[START DATA PROVIDED]

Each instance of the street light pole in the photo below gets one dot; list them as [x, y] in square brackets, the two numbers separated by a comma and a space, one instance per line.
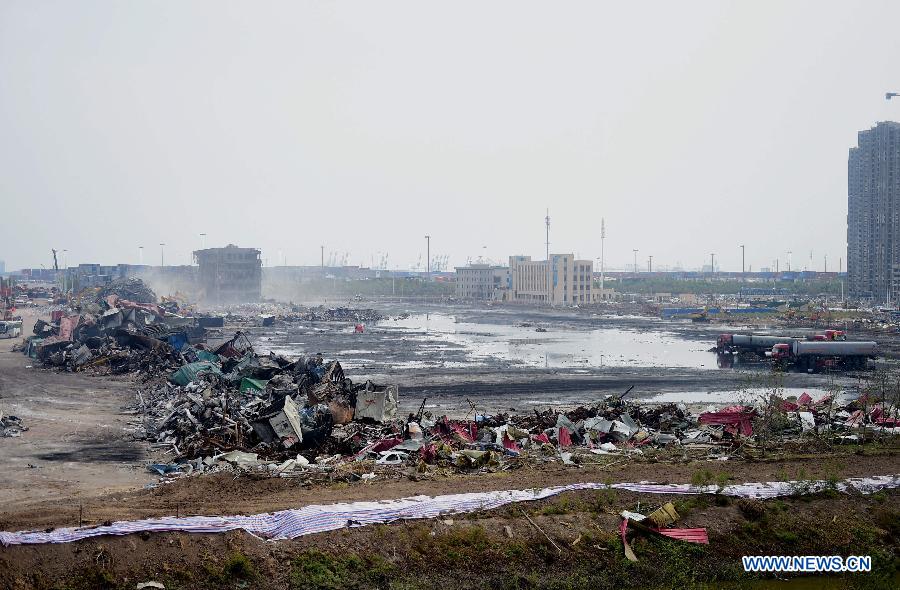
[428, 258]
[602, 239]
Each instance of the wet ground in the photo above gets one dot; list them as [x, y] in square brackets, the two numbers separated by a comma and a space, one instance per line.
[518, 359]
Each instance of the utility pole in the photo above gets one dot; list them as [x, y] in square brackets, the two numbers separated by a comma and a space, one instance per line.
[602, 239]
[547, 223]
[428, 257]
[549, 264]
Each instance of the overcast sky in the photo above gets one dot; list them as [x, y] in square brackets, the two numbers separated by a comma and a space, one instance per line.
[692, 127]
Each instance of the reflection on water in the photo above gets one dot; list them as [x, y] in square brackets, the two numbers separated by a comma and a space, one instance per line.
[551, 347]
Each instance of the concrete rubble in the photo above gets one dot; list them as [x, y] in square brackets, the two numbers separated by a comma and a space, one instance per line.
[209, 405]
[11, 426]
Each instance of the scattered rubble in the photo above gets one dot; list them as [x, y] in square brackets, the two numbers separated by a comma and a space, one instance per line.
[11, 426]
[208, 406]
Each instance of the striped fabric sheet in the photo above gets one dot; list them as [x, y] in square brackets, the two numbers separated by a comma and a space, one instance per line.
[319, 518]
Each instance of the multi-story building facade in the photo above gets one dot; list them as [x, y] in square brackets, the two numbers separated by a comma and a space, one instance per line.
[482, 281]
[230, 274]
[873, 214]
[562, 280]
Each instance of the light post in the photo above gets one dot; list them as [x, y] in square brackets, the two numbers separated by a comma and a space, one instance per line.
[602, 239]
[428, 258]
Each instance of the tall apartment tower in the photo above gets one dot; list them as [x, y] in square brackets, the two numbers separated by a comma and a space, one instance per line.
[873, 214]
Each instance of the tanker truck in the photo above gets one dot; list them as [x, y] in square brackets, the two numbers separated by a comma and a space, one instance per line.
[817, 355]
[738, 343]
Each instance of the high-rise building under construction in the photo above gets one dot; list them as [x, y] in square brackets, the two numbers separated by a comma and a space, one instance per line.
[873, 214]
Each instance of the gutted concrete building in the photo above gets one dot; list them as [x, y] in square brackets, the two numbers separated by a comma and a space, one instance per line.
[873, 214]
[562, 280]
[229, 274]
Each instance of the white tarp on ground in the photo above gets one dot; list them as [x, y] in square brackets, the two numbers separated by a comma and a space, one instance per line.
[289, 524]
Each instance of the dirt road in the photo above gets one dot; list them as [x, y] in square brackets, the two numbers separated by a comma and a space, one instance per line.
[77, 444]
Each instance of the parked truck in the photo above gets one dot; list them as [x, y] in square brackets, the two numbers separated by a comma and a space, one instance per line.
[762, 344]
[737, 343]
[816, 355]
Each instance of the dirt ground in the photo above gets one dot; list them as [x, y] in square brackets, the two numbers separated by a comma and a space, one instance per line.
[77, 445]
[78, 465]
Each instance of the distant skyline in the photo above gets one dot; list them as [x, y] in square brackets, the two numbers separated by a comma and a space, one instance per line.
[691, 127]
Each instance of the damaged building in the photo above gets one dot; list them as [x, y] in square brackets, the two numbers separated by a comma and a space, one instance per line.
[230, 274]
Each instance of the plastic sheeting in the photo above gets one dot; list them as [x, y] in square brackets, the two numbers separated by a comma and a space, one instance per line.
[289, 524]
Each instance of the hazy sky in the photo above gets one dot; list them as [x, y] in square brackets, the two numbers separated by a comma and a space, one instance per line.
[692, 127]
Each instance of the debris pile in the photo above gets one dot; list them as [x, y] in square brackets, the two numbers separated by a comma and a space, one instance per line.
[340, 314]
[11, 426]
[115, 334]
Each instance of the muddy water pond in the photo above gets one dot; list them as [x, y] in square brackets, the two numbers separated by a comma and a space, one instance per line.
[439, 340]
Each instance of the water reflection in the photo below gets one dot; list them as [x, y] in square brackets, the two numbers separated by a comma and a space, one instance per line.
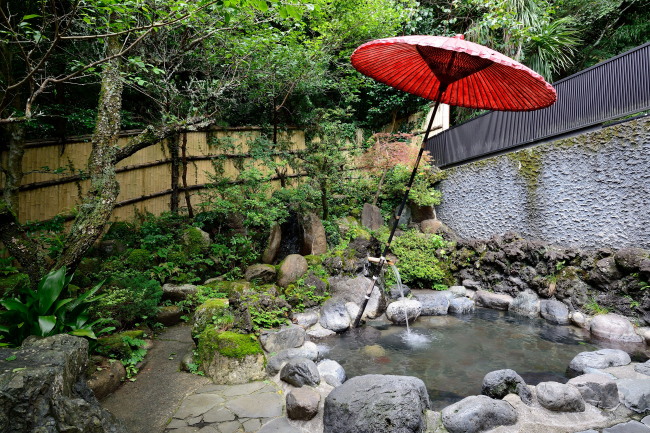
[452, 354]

[END DATA PROVIDED]

■ SET TASK: Print all of the records shown above exactly, leaving out each picture.

■ REPLY:
Each instance of the street light pole in the photo below gets one dot; list them as [x, y] in square brackets, the two numbers separated by a comma and a space, one instance per line.
[428, 258]
[602, 239]
Each instance of the wet ground in the photo above gets one dot; list them as [x, y] in square brackets, the two numbers separated by a comma and a space, one instance per line.
[518, 359]
Each instance of the utility pole in the photo above gets one dot; list them as [x, y] in square brackets, the two numbers separated by a comma and a space, one instance per line.
[602, 239]
[547, 223]
[428, 257]
[549, 264]
Each instance of the overcast sky in the photo above gets one dot; list them as [x, y] in square brackets, the two numbers separated by a comma and a space, one instance per line.
[692, 127]
Each instance of the reflection on water in the photo above gets one dot; list them as [x, y] in square brackets, the two numbers separated by a comma and a space, one instance per line.
[551, 347]
Each instance of the concrete rubble in the photo above gets one dot; list them as [x, y] in square brackets, the two numbers separated by a comma and a space, one instance per line.
[209, 405]
[11, 426]
Each instance of the scattered rubble in the photo above gets one dot; list them as [x, y] in square brackets, the two numbers separated by a comma and a space, one instance per line.
[11, 426]
[208, 406]
Each instance of the striped fabric sheet in the photo above gets one dot; list them as [x, y] in square brackets, the two numbers separated by a comma and a space, one instance per line.
[319, 518]
Each instance of the multi-story building facade in the photo above gets one dot; list them as [x, y] in square brackets, the two numbers separated by a comma and a space, one instance per line.
[482, 281]
[230, 274]
[873, 214]
[562, 280]
Each instance of the light post in the photo above gets one dot; list them as [x, y] in square brackets, the two numbers separated by a comma and a space, one instance per line.
[602, 239]
[428, 258]
Each instance of the tall apartment tower in the photo above gets one dot; list them as [x, y] in square brackets, the two numbers separated by a comma and a space, one instance per line.
[873, 214]
Each instance of the tanker truck in the photo above gets one dot; list them as [x, y] in square brackets, the two numbers separated by a comma and a space, one instance per line.
[817, 355]
[738, 343]
Each instance of the high-rise building under construction in the photo above gets one dot; list them as [x, y] in square brackets, the two numbers separated by a comma and a space, one instance per line.
[873, 214]
Each instance of the gutted concrete building in the photo above gets one dot; list them as [x, y] in square brackets, the two numbers separated by a comma and a space, one instance per line.
[873, 214]
[562, 280]
[229, 274]
Each instance of the white tarp on ground in the photo above gets one dot; list them as [x, y] in square brackets, the two numbers separated by a comma and a space, one instance per line.
[289, 524]
Each instance of the dirt road in the photo above gets one dot; list them as [x, y] in square brackets, the two numbers separated by a comma and a space, one instance per line.
[77, 444]
Each instance of the parked truck in the photo above gets one dot; list them as [x, y] in square brackets, the two numbers separated by a comma and a space, one instance per line.
[762, 344]
[737, 343]
[816, 355]
Each instance of the dirt ground in the photo above gets one dot; list them as [x, y] in square brackets, the two numbers separated by a comma and a space, one instance per line.
[77, 445]
[78, 465]
Each instance of the distant skyline in the photo above gets one dot; list them as [x, y] in square brackets, the two numbers separated by a comma and a space, one instance per line.
[691, 127]
Each instance of the damaged building in the photo above gets one dot; list them as [x, y] in square brackets, the two numbers separated by a comma and a space, one instance per line.
[230, 274]
Each instance of the plastic sheeting in the photo above gets one dot; list them as [x, y] in square brackets, the two numbers separated by a comma and a space, one instance per line.
[289, 524]
Each instance of the hazy sky in the photo above gets one dot; list them as [x, y] in square brackets, the two numbers separated by a comma and a space, one instance per line.
[692, 127]
Each instance of the debris pile in the photo above gets one dot; list them as [x, y] in square brackets, the two numbers separated by a comma and a space, one instance per line.
[340, 314]
[11, 426]
[115, 334]
Each instance of the muddy water pond in the photo above gets one dot; list them as [x, y] in square brackets, the two numbers separated by a comma and a space, one instance per line.
[439, 340]
Each instance of the water reflection in the photo below gets one dot; list them as [x, y] in square brackets, the two numbers separated by a comma and a space, one instance per line.
[452, 354]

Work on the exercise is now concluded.